### Instructions to follow
Gather every line of the material that contains the word "shelf".

Location identification entries:

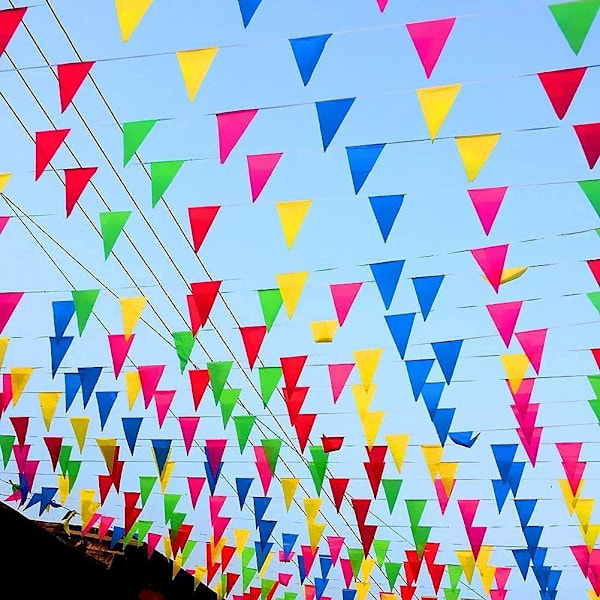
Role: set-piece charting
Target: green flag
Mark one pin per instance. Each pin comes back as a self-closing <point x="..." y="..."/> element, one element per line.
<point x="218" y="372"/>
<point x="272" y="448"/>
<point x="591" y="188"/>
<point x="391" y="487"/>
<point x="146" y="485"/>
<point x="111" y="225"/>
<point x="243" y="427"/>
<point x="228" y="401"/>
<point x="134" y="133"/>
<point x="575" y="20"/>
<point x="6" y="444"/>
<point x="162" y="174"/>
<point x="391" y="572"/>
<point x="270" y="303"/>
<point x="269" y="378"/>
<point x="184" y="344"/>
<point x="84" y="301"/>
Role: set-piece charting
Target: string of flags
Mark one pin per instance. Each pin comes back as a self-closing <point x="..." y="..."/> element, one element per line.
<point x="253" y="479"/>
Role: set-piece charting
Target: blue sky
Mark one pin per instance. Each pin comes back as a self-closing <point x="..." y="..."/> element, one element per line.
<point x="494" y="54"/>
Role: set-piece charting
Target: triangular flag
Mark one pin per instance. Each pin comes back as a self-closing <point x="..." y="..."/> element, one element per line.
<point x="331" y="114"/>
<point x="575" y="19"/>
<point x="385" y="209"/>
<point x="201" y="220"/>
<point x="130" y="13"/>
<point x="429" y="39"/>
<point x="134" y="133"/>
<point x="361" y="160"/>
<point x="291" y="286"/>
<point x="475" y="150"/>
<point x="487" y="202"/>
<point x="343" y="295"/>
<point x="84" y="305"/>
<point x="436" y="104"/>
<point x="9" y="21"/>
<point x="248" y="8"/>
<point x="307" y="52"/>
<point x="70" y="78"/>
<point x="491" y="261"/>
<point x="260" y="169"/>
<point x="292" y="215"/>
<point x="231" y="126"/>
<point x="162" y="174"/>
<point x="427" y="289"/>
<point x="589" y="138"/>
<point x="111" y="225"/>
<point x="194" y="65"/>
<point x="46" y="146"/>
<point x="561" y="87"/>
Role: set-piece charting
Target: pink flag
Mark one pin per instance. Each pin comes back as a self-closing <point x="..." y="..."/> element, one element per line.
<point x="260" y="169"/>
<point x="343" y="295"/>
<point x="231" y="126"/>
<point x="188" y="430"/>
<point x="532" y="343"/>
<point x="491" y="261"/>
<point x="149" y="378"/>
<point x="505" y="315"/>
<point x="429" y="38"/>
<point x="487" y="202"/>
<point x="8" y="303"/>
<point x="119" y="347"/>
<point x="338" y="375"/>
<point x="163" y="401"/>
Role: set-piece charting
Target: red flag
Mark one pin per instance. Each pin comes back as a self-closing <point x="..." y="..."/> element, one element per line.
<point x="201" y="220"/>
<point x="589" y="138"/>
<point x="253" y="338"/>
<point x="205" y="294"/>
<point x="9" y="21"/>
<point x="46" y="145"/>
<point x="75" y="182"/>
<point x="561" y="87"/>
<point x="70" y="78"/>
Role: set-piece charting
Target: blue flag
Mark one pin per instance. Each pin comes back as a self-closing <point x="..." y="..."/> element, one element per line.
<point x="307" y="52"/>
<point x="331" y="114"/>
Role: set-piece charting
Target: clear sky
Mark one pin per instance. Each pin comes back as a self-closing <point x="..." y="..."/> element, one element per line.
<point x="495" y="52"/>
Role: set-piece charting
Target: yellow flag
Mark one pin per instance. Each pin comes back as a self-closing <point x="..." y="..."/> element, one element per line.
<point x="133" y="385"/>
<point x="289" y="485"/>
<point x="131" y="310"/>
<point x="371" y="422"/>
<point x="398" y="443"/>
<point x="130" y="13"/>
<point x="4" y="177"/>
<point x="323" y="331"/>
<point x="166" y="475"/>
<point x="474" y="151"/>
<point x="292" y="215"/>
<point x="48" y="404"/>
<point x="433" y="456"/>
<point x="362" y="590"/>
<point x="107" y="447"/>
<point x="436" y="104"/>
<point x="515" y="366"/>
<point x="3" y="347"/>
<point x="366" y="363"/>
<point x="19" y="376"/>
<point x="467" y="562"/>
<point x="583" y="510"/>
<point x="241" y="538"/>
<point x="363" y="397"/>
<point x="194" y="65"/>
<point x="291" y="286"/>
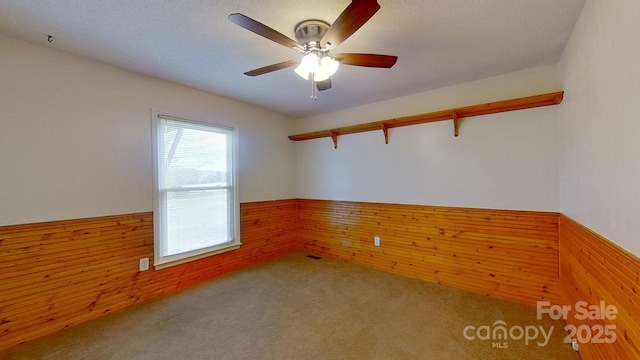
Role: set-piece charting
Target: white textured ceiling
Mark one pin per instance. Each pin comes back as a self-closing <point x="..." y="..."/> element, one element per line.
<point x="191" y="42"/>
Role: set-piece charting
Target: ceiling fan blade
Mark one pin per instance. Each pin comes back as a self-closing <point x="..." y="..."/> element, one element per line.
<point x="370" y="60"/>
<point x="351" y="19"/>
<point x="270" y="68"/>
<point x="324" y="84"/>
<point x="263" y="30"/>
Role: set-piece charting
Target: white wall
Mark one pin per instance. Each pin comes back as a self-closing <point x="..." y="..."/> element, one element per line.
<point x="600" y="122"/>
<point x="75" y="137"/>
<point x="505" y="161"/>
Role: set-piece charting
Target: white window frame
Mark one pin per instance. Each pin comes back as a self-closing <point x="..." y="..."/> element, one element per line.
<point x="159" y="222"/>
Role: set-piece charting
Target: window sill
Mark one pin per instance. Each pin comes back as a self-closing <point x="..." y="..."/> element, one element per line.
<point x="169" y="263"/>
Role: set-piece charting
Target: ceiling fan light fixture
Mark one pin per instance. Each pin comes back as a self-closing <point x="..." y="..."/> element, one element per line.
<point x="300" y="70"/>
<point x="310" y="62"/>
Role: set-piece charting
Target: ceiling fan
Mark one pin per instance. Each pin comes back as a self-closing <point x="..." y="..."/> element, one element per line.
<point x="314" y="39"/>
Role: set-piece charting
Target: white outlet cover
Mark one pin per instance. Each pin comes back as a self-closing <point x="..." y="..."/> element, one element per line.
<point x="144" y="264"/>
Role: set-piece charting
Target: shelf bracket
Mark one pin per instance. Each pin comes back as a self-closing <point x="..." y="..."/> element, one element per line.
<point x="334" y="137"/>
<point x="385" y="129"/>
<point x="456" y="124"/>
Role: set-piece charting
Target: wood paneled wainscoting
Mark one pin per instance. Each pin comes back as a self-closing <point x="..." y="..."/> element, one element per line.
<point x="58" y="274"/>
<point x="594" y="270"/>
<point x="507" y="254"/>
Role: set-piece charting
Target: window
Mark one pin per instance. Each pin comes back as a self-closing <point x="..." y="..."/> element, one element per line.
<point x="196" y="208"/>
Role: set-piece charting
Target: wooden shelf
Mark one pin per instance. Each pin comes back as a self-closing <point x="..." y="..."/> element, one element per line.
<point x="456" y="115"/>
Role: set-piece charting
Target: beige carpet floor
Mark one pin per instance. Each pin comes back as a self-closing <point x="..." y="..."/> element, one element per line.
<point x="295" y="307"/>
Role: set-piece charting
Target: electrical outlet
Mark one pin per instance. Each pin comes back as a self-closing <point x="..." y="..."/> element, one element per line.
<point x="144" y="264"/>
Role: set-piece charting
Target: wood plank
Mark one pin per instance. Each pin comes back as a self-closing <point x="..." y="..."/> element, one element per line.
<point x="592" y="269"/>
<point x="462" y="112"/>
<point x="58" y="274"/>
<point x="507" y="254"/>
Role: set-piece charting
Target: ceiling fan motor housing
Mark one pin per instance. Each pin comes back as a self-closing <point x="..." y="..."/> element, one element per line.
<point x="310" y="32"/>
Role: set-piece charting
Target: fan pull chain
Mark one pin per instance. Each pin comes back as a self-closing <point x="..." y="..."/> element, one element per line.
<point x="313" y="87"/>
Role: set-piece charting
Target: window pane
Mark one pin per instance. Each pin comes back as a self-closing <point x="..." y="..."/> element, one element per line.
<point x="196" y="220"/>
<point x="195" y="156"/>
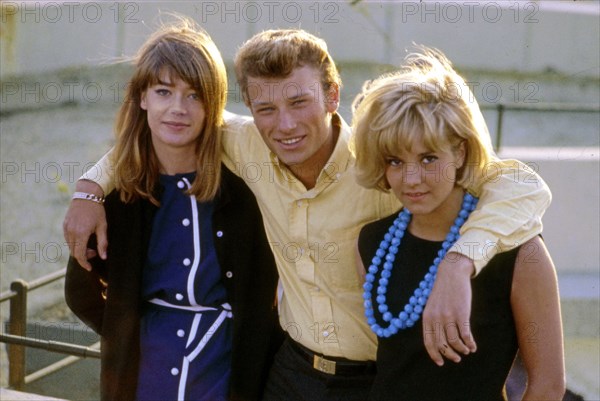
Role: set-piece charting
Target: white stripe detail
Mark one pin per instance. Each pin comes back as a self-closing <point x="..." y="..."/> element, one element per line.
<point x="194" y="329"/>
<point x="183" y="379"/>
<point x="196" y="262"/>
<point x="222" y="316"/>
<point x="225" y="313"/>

### Solution for this exercise
Target: shelf bracket
Target: wooden shelf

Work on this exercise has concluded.